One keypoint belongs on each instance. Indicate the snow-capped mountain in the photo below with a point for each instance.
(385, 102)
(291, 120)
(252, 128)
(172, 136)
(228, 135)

- - -

§ Task directions: Output the rows above as a Markdown table with two columns: Row for the number and Text for the line. Leave out blank lines.

§ Final result:
| Row | Text |
|---|---|
| 1 | One keypoint belongs on each instance. Indicate the snow-capped mountain in the photo below with a point for each instance. |
| 2 | (385, 102) |
| 3 | (291, 120) |
| 4 | (252, 128) |
| 5 | (172, 136) |
| 6 | (228, 135) |